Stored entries
>>>>
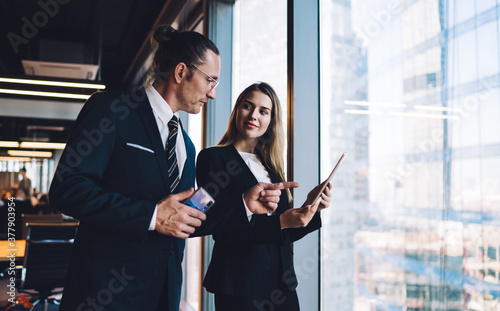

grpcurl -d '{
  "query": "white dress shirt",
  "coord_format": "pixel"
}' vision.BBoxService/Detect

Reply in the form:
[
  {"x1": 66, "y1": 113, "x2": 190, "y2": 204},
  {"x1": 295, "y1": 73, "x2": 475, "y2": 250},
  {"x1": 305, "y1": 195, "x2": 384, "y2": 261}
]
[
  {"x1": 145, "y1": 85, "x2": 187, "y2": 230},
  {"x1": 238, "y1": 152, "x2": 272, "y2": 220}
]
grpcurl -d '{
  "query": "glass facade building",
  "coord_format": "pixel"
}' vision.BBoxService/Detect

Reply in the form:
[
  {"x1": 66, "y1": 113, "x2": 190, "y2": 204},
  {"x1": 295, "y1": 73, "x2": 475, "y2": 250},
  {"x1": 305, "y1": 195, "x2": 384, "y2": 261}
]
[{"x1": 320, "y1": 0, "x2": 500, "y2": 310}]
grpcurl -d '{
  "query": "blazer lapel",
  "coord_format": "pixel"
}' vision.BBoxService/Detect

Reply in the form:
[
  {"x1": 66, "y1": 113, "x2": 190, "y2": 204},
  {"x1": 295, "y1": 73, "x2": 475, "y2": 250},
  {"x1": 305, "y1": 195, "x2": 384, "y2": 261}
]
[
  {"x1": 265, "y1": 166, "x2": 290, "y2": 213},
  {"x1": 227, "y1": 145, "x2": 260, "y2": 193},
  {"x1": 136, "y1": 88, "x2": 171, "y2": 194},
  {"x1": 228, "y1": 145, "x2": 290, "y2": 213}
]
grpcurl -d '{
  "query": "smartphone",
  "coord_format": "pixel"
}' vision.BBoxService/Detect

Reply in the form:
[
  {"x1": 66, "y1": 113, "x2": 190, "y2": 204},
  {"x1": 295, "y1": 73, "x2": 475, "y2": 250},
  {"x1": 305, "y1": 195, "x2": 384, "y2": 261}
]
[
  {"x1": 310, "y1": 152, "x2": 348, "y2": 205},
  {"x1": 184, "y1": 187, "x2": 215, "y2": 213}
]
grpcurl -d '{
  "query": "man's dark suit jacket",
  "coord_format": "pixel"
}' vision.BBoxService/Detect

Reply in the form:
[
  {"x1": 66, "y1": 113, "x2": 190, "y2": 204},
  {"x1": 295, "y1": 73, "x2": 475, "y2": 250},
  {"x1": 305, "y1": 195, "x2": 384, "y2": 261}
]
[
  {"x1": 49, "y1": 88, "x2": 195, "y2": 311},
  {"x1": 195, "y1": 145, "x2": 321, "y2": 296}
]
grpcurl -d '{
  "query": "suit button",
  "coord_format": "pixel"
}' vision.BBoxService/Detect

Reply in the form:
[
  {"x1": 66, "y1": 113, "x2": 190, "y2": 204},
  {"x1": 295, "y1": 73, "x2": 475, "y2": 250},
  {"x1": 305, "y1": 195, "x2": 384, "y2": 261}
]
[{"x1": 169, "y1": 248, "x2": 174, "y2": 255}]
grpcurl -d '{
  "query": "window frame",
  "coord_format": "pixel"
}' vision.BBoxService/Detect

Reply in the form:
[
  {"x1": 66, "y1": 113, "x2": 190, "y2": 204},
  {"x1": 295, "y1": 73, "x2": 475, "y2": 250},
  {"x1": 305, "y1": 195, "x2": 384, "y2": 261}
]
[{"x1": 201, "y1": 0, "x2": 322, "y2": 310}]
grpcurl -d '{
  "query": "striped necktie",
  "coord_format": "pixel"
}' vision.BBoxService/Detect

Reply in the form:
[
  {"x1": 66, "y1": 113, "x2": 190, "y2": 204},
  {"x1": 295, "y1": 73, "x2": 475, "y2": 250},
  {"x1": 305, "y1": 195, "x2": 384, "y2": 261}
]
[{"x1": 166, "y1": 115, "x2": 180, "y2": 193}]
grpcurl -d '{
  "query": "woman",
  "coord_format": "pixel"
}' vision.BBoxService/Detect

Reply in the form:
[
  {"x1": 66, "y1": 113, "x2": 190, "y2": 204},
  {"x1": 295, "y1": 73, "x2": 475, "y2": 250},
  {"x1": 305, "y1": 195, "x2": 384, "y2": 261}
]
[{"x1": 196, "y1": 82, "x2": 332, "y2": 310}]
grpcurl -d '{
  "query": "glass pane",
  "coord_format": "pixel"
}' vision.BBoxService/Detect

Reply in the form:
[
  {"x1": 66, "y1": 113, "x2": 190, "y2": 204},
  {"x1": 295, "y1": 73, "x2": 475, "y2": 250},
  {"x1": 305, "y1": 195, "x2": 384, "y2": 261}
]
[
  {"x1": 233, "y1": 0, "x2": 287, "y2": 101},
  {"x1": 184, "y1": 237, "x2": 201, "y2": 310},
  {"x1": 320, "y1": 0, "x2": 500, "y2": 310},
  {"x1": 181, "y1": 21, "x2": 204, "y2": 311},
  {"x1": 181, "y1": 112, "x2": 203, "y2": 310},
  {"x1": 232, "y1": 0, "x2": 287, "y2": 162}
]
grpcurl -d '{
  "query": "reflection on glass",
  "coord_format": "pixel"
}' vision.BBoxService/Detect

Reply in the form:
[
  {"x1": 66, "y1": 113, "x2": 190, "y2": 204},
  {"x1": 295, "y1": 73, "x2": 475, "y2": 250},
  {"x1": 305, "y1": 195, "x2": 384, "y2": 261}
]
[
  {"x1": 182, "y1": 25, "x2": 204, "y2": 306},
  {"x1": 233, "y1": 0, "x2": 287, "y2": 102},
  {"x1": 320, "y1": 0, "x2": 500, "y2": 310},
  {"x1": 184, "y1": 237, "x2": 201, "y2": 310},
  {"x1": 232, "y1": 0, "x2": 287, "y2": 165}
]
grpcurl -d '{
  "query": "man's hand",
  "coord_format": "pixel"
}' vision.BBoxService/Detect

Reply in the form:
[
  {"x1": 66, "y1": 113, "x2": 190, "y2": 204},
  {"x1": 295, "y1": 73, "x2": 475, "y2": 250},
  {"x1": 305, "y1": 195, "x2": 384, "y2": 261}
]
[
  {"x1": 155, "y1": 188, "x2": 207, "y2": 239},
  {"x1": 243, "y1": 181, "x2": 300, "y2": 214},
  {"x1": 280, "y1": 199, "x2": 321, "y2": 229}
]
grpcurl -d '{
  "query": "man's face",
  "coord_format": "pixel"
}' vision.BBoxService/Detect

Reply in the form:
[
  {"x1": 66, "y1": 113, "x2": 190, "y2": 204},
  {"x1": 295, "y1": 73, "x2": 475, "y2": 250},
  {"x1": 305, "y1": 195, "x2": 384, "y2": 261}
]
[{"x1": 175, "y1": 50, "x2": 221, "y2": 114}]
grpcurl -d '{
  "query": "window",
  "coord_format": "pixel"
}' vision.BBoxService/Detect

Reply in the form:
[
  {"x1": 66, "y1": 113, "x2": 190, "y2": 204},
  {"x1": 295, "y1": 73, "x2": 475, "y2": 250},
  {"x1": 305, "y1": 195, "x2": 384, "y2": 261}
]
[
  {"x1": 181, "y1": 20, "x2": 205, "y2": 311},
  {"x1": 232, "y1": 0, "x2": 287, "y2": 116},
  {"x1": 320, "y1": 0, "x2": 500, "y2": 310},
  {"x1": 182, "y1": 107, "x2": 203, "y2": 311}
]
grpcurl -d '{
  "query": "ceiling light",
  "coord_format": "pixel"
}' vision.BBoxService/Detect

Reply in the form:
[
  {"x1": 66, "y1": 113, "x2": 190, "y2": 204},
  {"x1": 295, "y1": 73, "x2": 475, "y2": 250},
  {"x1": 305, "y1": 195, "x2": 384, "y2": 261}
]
<<<<
>>>>
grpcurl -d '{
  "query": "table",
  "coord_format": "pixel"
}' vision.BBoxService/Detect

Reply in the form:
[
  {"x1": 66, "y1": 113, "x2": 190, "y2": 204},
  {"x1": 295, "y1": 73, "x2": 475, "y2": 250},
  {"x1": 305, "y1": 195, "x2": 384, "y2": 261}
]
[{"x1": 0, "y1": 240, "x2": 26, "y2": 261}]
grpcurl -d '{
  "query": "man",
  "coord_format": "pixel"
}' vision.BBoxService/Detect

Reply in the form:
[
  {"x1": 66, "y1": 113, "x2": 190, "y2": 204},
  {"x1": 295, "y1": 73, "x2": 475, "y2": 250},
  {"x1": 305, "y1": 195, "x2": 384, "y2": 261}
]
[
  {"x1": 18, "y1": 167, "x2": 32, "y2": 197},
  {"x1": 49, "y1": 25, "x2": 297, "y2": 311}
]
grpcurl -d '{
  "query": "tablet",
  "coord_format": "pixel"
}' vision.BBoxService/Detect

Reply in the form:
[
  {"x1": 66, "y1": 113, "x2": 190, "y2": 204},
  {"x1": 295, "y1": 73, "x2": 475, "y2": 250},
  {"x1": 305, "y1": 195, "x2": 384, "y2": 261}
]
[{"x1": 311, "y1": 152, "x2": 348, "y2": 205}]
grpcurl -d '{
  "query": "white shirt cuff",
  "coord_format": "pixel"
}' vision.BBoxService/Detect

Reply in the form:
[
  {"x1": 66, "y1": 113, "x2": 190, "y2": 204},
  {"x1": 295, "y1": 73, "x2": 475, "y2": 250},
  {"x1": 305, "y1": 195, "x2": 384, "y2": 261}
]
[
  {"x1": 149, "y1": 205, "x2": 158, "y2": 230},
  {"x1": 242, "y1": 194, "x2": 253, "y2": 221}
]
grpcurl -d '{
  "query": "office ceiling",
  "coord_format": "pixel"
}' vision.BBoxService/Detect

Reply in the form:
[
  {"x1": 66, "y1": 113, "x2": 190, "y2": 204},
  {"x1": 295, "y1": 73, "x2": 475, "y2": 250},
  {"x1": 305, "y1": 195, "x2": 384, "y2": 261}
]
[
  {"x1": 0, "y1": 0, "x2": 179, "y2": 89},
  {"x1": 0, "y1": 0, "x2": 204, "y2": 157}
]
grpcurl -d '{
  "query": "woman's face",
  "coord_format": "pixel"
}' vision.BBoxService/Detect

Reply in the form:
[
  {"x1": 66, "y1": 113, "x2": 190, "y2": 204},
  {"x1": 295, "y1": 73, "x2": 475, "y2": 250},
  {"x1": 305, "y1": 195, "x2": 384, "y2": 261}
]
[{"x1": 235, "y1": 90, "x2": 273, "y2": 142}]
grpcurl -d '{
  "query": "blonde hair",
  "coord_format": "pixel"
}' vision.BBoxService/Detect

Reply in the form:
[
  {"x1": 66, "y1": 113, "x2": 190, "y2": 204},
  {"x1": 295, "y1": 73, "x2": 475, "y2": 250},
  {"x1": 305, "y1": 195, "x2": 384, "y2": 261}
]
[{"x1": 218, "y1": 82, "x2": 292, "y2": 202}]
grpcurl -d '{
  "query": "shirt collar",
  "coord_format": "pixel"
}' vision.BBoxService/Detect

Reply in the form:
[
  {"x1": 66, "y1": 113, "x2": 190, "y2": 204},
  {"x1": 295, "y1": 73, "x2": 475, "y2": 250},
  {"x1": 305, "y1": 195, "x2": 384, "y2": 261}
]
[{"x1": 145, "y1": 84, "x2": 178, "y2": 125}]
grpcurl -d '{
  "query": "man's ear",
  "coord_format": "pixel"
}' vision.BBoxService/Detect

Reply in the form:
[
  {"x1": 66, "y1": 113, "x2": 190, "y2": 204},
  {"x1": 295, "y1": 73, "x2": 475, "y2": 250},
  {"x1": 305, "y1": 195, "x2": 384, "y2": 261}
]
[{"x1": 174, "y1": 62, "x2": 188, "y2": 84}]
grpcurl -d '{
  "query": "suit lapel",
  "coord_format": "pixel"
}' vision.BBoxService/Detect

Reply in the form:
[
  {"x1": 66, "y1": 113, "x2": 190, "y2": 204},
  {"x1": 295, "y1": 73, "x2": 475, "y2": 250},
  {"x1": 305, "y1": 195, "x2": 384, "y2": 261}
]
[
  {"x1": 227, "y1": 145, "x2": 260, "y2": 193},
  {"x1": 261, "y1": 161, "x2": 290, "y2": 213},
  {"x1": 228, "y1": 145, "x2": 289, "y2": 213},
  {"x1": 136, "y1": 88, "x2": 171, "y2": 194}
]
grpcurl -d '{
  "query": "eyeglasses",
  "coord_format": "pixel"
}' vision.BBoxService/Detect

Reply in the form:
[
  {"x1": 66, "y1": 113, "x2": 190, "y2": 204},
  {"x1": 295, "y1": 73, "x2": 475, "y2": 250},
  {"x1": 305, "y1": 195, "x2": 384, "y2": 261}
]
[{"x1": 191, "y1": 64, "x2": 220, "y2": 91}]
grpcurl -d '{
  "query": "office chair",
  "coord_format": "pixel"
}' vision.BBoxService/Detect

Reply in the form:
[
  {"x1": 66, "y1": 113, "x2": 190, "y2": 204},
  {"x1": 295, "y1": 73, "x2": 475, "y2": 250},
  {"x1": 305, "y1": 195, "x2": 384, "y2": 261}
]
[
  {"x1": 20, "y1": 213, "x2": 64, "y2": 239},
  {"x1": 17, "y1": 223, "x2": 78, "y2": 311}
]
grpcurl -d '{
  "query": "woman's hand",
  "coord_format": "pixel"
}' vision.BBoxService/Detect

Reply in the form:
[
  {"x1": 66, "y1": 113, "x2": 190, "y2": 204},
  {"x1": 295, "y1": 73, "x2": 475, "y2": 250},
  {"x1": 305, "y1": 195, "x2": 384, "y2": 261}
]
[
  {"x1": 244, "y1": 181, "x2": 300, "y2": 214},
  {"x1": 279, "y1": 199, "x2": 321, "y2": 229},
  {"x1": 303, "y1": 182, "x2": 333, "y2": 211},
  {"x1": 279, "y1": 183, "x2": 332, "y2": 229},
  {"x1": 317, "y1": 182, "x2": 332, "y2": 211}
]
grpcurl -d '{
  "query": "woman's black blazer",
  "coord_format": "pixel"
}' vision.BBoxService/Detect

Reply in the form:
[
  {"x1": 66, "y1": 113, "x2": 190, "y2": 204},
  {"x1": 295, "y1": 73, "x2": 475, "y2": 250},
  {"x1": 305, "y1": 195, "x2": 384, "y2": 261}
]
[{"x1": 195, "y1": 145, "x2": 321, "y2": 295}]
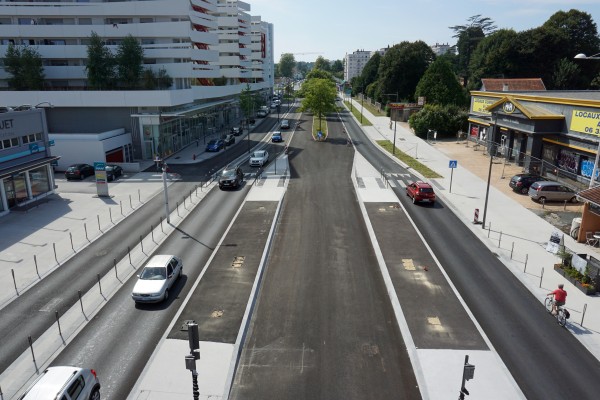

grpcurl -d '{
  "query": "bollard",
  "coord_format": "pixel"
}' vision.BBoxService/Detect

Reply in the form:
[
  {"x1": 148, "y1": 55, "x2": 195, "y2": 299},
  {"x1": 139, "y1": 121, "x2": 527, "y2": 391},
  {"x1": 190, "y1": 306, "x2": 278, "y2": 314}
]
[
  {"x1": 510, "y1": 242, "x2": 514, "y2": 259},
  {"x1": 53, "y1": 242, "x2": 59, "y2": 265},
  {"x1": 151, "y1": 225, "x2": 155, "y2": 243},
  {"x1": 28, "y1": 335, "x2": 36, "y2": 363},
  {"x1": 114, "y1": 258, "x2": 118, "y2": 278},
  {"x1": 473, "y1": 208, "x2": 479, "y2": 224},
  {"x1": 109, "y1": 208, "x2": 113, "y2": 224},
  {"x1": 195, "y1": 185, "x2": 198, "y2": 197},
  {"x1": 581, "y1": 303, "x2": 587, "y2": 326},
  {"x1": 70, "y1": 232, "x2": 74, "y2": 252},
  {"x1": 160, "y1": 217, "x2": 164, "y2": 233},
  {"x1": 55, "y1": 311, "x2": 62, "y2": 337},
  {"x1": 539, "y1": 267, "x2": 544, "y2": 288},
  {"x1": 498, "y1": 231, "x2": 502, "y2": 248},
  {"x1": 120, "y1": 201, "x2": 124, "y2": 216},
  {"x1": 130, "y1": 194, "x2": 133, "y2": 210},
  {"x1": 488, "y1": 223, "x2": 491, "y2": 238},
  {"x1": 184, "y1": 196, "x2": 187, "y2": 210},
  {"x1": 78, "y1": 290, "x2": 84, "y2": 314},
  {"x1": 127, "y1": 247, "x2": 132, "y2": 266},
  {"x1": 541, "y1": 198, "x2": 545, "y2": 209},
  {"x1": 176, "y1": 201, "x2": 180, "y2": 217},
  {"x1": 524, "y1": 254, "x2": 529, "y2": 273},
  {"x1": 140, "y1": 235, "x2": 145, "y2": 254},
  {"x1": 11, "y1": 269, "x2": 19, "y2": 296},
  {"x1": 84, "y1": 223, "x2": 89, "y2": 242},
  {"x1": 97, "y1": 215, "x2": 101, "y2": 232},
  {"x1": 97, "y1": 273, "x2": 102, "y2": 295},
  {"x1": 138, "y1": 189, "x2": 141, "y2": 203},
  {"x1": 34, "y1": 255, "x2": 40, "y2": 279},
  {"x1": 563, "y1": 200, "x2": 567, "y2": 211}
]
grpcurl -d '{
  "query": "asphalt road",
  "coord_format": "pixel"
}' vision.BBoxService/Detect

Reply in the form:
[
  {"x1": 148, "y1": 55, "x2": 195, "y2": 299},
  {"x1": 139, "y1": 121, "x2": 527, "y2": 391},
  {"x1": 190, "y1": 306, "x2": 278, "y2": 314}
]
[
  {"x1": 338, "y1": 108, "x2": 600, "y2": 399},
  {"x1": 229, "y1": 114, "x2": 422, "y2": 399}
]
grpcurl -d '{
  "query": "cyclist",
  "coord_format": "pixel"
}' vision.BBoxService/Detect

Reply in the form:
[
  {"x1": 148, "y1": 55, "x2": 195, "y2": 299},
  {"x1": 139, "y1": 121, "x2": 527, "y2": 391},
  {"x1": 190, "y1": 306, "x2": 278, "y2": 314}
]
<<<<
>>>>
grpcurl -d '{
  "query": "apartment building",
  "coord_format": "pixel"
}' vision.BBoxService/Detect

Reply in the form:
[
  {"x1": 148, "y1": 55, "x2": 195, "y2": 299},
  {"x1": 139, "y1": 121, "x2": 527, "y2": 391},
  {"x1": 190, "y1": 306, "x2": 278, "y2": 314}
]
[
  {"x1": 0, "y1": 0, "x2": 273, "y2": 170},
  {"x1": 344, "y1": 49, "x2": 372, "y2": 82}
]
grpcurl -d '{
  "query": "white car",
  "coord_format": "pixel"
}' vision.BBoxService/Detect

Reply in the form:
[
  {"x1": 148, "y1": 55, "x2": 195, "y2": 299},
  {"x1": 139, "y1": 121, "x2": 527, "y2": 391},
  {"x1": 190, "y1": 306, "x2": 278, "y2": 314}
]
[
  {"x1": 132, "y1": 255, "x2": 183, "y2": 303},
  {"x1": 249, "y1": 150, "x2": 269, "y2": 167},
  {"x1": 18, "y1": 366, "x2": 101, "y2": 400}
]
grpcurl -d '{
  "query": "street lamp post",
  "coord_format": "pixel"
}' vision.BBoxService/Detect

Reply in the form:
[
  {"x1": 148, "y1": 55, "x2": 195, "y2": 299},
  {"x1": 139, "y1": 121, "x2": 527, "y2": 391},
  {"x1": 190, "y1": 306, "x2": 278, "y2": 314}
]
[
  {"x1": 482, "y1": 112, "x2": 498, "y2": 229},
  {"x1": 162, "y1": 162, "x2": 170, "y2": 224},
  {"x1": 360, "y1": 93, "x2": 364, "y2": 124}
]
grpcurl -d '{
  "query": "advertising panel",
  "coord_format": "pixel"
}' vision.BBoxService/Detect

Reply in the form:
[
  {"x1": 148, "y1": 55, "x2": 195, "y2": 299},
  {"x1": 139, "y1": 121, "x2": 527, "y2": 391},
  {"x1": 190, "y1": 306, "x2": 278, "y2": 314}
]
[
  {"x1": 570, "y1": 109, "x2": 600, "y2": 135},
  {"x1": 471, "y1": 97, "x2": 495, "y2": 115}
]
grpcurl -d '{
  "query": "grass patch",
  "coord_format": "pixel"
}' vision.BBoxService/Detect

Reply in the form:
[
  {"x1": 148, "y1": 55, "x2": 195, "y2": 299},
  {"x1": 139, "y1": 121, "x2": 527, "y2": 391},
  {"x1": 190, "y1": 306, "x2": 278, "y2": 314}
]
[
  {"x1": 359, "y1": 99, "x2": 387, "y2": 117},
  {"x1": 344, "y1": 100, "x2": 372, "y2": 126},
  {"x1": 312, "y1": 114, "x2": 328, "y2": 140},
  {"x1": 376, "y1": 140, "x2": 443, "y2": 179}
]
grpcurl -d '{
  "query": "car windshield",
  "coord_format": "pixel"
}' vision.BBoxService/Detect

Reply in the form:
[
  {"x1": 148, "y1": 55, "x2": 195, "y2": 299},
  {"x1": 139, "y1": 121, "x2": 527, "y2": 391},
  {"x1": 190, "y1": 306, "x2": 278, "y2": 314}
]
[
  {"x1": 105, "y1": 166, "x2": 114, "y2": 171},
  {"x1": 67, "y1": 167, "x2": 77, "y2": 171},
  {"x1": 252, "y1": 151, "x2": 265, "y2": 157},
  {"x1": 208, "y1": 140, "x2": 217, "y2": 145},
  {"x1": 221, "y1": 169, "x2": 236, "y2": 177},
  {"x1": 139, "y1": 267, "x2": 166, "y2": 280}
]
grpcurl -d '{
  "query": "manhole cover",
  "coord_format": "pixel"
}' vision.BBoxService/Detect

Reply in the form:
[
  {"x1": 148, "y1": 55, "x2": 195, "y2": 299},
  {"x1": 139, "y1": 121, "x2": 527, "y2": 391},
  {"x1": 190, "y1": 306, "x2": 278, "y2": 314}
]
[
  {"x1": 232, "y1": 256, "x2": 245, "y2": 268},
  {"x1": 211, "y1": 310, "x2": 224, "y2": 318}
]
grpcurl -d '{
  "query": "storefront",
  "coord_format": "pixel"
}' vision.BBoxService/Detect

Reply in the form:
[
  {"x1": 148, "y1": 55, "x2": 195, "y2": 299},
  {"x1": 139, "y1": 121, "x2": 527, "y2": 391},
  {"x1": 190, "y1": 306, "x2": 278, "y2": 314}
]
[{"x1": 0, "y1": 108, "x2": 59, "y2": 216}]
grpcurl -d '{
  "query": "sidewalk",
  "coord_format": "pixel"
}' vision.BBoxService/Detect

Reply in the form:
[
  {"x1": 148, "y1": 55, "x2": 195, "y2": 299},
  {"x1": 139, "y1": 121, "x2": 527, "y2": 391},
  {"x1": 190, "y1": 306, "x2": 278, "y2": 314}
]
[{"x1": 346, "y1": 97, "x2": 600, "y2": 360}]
<<<<
* YOUR GOAL: State only how many lines above hold the string "shirt".

* RESULT OF THIS TASK: 3